## [Task item]
Please tally the lines in the records below that contain the word "positive", and give only the number.

## [Data shown]
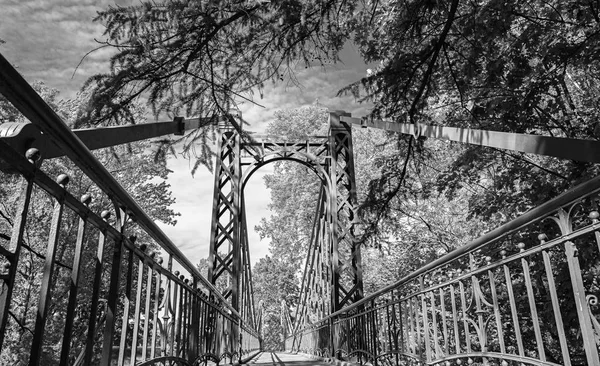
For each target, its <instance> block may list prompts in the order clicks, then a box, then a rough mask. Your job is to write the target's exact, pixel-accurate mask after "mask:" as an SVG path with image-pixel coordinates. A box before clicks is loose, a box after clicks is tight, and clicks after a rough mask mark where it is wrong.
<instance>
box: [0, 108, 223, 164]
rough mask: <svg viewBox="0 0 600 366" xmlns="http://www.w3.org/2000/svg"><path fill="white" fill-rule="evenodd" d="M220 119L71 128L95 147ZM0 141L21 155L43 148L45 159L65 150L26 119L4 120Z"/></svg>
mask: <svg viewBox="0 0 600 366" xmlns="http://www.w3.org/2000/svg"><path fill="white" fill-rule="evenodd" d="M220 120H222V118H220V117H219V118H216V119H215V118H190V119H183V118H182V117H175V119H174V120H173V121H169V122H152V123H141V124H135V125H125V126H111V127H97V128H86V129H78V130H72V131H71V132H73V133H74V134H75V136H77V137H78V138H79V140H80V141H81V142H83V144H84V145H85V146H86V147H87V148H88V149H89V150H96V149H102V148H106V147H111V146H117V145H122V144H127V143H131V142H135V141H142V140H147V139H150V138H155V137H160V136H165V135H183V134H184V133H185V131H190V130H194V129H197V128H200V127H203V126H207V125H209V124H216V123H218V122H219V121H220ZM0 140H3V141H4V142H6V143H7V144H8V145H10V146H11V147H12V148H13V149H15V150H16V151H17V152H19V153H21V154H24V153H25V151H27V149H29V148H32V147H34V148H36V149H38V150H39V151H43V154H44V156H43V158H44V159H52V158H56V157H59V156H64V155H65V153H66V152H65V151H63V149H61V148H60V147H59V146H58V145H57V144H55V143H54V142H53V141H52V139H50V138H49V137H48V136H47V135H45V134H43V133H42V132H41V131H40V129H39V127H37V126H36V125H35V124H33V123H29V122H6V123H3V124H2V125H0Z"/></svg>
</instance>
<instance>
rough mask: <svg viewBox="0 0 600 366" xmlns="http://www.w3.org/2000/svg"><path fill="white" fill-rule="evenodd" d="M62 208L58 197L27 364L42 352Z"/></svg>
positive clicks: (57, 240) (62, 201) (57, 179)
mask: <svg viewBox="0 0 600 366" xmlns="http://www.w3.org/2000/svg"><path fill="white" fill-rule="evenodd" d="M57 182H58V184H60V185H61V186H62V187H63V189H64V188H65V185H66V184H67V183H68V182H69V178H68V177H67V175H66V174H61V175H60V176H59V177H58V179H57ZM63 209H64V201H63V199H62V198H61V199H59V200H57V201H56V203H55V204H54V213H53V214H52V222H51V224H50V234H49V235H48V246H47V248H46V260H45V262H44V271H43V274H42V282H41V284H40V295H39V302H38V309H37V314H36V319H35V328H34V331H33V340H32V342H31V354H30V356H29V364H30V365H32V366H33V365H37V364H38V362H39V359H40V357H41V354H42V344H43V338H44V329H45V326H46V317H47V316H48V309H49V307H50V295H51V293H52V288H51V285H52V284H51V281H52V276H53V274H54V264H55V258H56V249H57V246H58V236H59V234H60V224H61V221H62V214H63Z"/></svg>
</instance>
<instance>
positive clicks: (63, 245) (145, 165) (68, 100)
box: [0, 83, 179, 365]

## [Task response]
2